[Exercise brief]: Please filter the entries and return only the lines that include "SELECT".

Items from a dataset
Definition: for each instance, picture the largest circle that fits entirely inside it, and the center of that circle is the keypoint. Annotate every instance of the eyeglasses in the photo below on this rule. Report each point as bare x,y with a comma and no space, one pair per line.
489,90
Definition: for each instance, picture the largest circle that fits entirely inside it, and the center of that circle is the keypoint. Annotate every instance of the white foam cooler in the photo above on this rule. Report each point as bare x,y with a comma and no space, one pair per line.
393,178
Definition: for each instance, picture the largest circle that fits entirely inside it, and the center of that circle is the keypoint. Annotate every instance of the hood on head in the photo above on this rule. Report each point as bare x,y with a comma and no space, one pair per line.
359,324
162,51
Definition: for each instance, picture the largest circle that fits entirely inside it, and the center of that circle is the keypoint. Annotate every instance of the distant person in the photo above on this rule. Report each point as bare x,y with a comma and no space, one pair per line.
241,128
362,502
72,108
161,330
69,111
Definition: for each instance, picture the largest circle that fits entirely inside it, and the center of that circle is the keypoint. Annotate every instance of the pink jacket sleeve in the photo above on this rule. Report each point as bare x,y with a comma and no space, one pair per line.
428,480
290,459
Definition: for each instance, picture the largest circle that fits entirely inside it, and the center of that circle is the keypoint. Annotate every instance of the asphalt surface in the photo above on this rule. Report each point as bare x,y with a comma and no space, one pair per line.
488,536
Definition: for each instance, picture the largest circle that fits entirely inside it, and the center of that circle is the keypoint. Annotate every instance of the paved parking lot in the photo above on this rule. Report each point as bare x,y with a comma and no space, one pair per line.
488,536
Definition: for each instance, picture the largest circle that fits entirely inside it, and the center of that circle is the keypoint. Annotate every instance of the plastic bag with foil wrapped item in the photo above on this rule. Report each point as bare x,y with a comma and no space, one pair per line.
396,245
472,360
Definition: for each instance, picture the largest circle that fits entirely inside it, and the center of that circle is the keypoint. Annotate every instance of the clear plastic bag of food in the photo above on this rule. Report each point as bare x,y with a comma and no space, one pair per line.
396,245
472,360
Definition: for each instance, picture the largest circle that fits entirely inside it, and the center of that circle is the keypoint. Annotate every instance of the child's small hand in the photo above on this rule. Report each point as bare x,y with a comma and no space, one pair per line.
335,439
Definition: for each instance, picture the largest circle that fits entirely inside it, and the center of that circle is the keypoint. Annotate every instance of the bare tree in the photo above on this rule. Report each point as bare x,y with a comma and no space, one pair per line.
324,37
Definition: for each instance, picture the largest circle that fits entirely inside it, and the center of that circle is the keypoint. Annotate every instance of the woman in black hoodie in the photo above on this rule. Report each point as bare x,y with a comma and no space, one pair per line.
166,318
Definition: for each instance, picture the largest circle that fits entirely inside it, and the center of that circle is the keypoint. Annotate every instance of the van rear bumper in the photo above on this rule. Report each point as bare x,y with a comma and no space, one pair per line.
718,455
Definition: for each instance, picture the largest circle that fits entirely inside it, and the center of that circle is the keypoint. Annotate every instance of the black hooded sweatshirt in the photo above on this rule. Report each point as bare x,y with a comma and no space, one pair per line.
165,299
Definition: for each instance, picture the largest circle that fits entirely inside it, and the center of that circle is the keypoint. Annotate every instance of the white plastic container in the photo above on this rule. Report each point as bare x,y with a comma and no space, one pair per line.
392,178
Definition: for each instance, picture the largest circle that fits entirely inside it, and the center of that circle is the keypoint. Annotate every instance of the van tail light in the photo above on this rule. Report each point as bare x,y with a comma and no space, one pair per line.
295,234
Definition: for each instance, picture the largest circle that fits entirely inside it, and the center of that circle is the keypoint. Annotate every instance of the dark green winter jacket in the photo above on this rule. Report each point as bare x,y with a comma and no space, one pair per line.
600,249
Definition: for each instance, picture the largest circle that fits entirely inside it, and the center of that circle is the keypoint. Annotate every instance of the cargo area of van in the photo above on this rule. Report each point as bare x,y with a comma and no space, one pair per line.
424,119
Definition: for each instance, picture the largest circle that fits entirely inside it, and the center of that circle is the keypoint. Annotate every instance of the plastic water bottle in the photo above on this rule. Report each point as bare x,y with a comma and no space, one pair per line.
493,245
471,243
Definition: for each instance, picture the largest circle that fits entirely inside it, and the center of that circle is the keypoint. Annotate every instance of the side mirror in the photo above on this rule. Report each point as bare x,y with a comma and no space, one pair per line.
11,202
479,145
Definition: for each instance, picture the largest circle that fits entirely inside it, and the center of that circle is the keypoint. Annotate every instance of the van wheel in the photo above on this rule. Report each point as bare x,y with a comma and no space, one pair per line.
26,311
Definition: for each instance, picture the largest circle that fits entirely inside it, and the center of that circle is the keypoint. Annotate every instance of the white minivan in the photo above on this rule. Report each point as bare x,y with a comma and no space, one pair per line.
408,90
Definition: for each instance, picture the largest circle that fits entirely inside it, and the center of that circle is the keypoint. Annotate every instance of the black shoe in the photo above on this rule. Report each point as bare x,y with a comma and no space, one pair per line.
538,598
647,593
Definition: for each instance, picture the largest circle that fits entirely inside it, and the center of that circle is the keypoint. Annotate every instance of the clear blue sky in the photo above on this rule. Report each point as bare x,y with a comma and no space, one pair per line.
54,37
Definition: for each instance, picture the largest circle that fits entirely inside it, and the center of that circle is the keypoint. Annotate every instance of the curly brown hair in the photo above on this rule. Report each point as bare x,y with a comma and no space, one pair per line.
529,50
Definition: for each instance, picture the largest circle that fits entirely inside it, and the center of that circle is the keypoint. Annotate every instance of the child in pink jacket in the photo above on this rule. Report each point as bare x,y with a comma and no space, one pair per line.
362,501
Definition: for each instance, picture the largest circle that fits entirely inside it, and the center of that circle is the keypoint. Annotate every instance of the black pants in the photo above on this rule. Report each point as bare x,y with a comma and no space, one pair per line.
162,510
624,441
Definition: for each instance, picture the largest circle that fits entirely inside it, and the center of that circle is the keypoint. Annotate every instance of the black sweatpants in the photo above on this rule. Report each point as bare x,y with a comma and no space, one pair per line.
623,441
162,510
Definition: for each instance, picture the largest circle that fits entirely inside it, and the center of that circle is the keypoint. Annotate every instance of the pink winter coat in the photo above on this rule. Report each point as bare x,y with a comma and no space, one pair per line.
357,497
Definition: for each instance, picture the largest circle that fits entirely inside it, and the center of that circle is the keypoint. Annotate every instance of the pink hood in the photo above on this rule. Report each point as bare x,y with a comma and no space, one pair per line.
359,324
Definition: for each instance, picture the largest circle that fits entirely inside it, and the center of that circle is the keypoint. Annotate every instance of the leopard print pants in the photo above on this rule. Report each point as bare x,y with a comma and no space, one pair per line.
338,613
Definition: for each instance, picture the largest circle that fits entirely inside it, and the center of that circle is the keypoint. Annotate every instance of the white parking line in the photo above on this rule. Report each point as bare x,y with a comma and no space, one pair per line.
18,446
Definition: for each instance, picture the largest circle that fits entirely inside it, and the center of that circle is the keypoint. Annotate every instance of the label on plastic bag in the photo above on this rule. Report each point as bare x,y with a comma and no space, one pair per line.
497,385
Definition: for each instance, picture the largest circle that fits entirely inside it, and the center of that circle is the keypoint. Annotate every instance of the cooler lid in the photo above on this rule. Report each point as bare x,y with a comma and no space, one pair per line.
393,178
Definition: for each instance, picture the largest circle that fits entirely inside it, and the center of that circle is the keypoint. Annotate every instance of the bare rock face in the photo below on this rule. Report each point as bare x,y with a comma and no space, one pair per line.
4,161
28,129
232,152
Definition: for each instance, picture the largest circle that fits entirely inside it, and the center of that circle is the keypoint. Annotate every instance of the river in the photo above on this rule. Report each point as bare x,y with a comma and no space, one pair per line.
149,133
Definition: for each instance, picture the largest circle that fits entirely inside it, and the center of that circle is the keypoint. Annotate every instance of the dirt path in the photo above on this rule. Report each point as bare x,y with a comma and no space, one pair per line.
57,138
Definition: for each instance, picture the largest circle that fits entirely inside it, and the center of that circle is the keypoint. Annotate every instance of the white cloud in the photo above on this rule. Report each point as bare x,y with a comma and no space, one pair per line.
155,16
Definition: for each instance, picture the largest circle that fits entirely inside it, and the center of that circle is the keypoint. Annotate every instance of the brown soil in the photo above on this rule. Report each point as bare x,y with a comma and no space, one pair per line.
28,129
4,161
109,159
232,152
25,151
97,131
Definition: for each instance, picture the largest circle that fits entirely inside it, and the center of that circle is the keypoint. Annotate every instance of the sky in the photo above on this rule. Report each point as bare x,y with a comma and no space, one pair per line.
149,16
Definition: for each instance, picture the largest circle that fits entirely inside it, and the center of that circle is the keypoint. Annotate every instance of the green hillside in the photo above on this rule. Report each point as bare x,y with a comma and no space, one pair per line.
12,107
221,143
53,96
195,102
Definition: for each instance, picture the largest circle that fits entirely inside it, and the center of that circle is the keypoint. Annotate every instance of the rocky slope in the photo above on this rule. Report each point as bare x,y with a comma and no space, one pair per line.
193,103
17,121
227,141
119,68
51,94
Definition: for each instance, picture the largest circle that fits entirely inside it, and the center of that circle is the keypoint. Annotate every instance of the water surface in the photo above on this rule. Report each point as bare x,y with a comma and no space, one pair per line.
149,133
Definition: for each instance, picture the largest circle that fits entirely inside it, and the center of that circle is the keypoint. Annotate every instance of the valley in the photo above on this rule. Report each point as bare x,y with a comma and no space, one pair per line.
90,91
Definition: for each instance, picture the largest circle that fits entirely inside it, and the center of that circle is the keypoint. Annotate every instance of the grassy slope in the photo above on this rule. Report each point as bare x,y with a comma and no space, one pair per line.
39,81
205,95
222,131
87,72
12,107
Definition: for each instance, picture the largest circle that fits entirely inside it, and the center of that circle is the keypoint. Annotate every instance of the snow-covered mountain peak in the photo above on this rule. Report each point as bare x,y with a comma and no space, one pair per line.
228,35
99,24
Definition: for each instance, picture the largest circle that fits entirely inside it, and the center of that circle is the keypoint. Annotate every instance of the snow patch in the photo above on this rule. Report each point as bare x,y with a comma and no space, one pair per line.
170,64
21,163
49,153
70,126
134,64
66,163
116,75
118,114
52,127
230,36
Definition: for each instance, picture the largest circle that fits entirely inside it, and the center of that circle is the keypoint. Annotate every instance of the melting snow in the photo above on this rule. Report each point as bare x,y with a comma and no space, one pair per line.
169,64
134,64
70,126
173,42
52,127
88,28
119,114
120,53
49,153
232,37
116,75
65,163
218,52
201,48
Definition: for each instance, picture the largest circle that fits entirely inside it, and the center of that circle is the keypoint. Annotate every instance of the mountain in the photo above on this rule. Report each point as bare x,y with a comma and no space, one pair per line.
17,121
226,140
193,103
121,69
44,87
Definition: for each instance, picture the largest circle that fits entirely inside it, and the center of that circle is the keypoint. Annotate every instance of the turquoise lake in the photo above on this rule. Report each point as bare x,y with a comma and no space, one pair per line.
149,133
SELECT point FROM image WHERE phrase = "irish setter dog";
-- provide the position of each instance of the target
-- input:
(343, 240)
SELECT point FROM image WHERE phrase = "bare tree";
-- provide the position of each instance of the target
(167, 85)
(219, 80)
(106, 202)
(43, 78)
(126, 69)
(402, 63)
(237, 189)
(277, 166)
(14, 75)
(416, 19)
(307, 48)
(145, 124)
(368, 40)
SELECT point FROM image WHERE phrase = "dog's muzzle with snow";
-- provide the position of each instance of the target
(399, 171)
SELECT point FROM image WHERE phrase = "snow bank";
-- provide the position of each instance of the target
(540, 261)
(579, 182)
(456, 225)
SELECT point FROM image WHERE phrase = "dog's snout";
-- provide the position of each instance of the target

[Final answer]:
SELECT point FROM image WHERE phrase = "irish setter dog";
SELECT point FROM image WHERE phrase = "bare tree";
SELECT point FROM image WHERE phrase = "dog's muzzle with snow";
SELECT point FROM image WHERE phrase = "snow bank";
SELECT point FROM image WHERE phrase = "dog's snout";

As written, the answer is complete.